→ Text section:
Uninstall Java, reboot, and reinstall the latest version.


----------



## stephtadept (Nov 18, 2010)

*Re: computer freezes when moving between two monitors*

well the problem with that is the application that is running requires a specific java version - 6/16


----------



## JimE (Apr 16, 2009)

*Re: computer freezes when moving between two monitors*

You can reinstall the same version. 

I'm assuming you had Java installed before you made the browser changes, in which case, reinstalling the Java will ensure it is being properly installed and setup for the new browser.

In any case, as you appear to have narrowed the issue down to a specific application, it's an application or java issue...not hardware.


----------



## alittlepeace (Nov 18, 2010)

*Re: computer freezes when moving between two monitors*

What's the application?


----------



## stephtadept (Nov 18, 2010)

*Re: computer freezes when moving between two monitors*

The application is Oracle CRM. the website is https://service.contactondemand.com/CCA/. i can log in but after being logged in i cant move the browser from one monitor to the other without it freezes up my whole computer.


----------



## JimE (Apr 16, 2009)

*Re: computer freezes when moving between two monitors*

A application you referred to was Firefox. If Firefox was installed after Java, then Java may not be properly configured for Firefox.


----------



## stephtadept (Nov 18, 2010)

*Re: computer freezes when moving between two monitors*

the problem has been solved. i reinstalled Java and the problem continued to happen. finally found that the issue was the different resolutions between the monitors needed to be set the same and then the application could be used. after the initial successful login the resolutions were set back and everything worked fine. thank you for your suggestions.


----------



## JimE (Apr 16, 2009)

*Re: computer freezes when moving between two monitors*

Thanks for sharing the solution.


----------

→ Given exercise 1: Please list each line in the rows below that contains the string "seated". Case counts.

→ Data to process:

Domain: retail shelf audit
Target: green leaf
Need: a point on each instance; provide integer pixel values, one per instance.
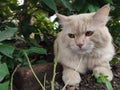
(109, 1)
(8, 33)
(7, 50)
(3, 71)
(36, 50)
(4, 86)
(103, 79)
(50, 4)
(108, 85)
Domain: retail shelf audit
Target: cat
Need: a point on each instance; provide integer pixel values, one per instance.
(84, 44)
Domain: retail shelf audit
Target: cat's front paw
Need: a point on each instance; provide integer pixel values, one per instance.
(105, 71)
(72, 87)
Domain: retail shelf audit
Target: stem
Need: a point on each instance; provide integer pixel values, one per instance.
(30, 66)
(54, 70)
(11, 83)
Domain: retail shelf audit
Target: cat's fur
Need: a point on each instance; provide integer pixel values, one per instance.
(96, 50)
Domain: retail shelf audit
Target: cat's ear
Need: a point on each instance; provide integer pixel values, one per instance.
(102, 15)
(62, 18)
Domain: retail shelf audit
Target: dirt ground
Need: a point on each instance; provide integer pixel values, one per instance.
(24, 79)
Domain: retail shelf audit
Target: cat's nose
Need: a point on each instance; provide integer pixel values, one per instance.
(80, 45)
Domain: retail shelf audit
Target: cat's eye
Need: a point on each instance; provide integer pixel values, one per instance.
(71, 35)
(89, 33)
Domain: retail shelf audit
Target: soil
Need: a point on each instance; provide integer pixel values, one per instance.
(24, 80)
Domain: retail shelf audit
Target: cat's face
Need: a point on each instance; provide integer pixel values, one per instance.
(85, 32)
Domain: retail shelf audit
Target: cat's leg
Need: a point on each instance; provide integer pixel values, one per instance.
(103, 70)
(71, 78)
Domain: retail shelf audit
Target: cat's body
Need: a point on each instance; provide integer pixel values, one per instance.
(84, 43)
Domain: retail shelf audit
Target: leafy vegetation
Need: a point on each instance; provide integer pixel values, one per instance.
(27, 28)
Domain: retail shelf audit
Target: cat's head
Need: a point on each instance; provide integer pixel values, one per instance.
(85, 32)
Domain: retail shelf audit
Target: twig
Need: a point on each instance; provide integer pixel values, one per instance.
(72, 74)
(33, 70)
(11, 83)
(55, 66)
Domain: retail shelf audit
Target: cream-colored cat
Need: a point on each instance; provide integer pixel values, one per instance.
(84, 44)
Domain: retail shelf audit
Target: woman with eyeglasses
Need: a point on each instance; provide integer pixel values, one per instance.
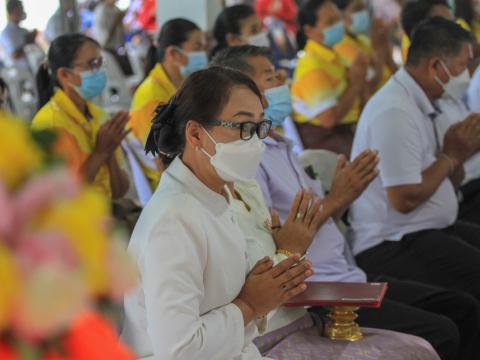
(196, 299)
(86, 137)
(179, 50)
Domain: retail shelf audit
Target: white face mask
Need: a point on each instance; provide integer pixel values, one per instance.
(237, 160)
(456, 86)
(260, 39)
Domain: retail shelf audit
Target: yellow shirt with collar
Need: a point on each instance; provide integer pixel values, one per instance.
(154, 90)
(350, 46)
(76, 135)
(320, 78)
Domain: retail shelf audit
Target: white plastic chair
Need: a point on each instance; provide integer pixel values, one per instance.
(117, 94)
(323, 163)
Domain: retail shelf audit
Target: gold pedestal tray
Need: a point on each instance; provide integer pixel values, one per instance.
(342, 325)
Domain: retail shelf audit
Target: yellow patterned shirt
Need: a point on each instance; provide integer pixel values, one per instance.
(320, 78)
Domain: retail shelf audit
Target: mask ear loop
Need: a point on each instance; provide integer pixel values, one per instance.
(212, 139)
(437, 79)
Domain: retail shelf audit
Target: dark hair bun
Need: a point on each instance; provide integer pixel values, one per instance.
(163, 138)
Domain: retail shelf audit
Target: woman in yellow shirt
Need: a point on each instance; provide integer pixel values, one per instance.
(86, 138)
(179, 50)
(326, 93)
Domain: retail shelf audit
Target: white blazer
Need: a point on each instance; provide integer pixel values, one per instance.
(191, 257)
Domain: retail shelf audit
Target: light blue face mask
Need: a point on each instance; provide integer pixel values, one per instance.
(333, 34)
(360, 22)
(93, 83)
(197, 60)
(279, 104)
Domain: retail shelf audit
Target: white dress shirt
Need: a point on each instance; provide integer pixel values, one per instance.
(399, 122)
(191, 257)
(454, 111)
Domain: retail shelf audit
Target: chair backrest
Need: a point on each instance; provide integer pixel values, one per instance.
(117, 95)
(22, 91)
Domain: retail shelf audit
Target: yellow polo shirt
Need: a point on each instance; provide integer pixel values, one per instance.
(349, 48)
(76, 135)
(320, 78)
(154, 90)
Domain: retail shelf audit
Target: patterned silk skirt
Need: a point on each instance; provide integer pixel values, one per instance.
(302, 340)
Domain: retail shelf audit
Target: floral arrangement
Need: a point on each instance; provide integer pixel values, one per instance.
(59, 258)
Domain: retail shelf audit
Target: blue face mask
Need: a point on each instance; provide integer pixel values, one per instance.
(333, 34)
(360, 22)
(93, 83)
(197, 60)
(279, 104)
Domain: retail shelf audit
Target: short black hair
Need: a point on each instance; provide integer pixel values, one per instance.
(416, 11)
(201, 98)
(235, 57)
(437, 36)
(3, 85)
(13, 5)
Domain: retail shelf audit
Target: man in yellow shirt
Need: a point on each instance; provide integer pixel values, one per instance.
(326, 94)
(358, 27)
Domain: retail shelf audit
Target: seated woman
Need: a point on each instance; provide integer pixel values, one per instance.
(179, 51)
(196, 299)
(86, 138)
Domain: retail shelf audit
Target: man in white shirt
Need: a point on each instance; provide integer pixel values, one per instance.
(405, 224)
(14, 38)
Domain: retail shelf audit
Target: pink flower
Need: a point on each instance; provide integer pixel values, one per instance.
(51, 297)
(35, 250)
(7, 212)
(40, 192)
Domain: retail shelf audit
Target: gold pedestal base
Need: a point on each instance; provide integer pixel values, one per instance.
(342, 325)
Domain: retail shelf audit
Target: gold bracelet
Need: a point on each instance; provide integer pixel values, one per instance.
(285, 252)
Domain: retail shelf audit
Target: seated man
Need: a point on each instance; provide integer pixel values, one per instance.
(410, 307)
(326, 94)
(14, 38)
(405, 223)
(451, 105)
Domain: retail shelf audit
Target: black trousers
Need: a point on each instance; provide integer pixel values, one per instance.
(447, 259)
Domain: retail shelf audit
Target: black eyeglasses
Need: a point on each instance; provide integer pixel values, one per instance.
(93, 64)
(247, 128)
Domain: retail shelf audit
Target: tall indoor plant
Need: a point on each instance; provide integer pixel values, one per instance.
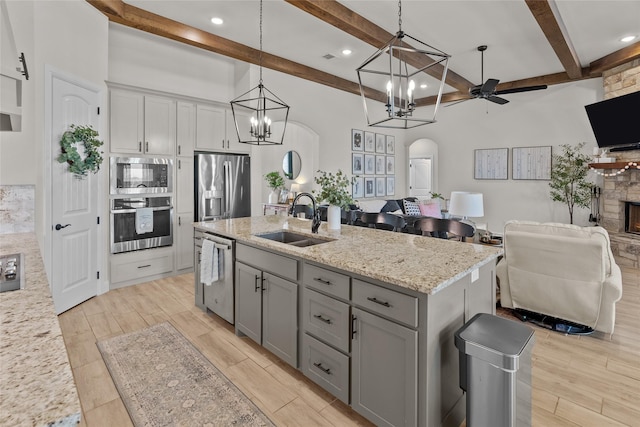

→ Given exercise 2: In the forum thread about a computer freezing between two monitors, what change finally let the application be used?

→ Full output 1:
Target: seated woman
Target: seated man

→ Full output 2: The monitors' different resolutions were set to the same value.